[Dataset records]
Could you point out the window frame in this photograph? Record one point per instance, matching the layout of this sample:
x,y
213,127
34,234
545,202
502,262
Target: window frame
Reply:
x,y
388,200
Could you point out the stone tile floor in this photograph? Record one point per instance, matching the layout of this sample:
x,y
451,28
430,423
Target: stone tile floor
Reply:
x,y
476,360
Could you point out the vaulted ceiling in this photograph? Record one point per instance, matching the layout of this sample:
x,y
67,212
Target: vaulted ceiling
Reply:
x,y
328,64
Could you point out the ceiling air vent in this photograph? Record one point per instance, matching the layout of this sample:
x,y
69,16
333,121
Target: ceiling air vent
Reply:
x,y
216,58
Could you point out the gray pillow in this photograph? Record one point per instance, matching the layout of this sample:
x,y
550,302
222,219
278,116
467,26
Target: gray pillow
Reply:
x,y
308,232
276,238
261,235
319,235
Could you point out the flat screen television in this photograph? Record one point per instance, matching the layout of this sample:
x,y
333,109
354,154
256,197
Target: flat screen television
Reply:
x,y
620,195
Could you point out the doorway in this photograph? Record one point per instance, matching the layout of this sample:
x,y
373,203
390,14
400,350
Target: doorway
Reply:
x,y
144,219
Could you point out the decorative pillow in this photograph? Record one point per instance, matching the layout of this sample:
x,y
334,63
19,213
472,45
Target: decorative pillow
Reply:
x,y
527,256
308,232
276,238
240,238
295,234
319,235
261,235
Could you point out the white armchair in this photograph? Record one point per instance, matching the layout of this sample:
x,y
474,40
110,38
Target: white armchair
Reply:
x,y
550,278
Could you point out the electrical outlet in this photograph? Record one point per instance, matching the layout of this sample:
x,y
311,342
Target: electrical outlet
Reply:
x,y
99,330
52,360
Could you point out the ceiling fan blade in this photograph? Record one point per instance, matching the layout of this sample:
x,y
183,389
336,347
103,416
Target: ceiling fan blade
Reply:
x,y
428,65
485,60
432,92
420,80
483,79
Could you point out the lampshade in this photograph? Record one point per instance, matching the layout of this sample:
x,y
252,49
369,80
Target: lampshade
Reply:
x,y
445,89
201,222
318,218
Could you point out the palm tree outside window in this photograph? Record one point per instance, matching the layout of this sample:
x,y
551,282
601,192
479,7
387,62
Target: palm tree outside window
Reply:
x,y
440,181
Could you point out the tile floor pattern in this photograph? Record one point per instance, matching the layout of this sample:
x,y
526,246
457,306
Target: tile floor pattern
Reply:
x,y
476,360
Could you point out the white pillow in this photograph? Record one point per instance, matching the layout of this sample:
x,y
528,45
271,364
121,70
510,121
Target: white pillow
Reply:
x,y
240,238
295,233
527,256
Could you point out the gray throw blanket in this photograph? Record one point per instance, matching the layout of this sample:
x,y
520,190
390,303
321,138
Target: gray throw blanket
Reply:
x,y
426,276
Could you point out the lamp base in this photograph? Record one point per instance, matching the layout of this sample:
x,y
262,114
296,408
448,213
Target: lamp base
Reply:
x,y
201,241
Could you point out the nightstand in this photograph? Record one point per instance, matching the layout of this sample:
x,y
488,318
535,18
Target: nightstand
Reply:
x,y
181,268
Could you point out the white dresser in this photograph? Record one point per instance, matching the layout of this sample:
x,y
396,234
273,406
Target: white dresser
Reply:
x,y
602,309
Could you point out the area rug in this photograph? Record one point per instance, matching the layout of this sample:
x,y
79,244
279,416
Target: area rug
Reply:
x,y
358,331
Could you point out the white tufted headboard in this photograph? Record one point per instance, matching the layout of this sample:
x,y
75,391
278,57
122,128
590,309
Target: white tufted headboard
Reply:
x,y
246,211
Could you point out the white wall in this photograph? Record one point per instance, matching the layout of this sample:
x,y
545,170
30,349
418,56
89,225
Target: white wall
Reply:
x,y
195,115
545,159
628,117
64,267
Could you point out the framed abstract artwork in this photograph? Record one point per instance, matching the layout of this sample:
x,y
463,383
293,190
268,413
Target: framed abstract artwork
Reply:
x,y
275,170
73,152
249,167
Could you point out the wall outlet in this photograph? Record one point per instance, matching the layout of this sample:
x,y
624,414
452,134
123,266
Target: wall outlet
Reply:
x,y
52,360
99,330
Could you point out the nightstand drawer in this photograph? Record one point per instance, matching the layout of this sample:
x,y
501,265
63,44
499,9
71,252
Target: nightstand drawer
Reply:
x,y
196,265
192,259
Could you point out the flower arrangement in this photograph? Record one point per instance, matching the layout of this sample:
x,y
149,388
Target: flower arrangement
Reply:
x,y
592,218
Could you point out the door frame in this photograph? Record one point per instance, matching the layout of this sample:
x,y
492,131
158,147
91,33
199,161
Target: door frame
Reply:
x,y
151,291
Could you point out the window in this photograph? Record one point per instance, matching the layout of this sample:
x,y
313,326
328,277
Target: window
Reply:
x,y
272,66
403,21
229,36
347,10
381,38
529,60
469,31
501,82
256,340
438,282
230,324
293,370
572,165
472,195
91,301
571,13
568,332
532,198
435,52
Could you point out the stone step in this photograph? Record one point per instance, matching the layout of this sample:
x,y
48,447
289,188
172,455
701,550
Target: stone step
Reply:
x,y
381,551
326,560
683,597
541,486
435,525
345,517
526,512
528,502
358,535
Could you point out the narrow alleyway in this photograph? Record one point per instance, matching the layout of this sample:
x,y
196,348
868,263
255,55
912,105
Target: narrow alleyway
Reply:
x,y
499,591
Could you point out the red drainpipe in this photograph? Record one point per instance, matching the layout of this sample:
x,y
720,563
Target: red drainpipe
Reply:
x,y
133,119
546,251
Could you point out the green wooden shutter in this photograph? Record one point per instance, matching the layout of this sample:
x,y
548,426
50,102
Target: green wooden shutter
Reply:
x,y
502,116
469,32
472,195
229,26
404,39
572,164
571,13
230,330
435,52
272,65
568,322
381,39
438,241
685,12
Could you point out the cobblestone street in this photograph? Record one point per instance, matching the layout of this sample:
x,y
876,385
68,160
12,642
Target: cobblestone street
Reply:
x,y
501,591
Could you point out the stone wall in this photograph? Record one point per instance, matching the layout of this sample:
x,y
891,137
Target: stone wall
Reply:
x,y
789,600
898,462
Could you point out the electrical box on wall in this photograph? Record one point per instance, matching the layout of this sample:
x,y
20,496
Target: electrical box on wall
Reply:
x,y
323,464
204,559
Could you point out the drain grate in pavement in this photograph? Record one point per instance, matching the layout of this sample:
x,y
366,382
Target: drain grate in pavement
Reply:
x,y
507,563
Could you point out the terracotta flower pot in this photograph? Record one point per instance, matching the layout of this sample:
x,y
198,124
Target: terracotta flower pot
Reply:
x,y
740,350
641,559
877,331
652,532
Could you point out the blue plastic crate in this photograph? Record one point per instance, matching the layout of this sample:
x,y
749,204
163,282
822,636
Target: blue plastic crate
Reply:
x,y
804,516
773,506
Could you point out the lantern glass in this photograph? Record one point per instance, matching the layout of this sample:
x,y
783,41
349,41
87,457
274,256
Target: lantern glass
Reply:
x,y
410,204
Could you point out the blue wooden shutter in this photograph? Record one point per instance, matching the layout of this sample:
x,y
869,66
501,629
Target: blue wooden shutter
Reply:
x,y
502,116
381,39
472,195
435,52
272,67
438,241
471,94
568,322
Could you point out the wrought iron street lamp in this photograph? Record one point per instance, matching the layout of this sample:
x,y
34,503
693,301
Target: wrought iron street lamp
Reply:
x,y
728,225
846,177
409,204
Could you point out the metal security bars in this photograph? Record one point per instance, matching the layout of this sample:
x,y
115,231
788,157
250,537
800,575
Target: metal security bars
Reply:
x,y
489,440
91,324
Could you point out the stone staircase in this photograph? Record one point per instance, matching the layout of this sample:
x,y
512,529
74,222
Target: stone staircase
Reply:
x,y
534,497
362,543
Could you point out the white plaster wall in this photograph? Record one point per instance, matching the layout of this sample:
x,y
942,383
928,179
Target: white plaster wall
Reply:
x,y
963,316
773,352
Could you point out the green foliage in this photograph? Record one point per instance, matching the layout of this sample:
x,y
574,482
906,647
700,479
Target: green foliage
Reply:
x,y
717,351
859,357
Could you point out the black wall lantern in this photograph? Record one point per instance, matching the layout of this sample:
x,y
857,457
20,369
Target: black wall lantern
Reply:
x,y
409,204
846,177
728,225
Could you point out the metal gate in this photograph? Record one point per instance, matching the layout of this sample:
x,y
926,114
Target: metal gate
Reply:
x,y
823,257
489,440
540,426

> _Aim of the exercise_
The word "blue" appears in some of the lines above. Copy those lines.

> _Reply_
Could you point out the blue plastic crate in this photograph? Record one point per instance, matching the layout of this sample:
Target: blue plastic crate
Could you point out the blue wooden shutter in this photograph? Record one point per instance, matching the layout of this sample:
Target: blue wooden shutter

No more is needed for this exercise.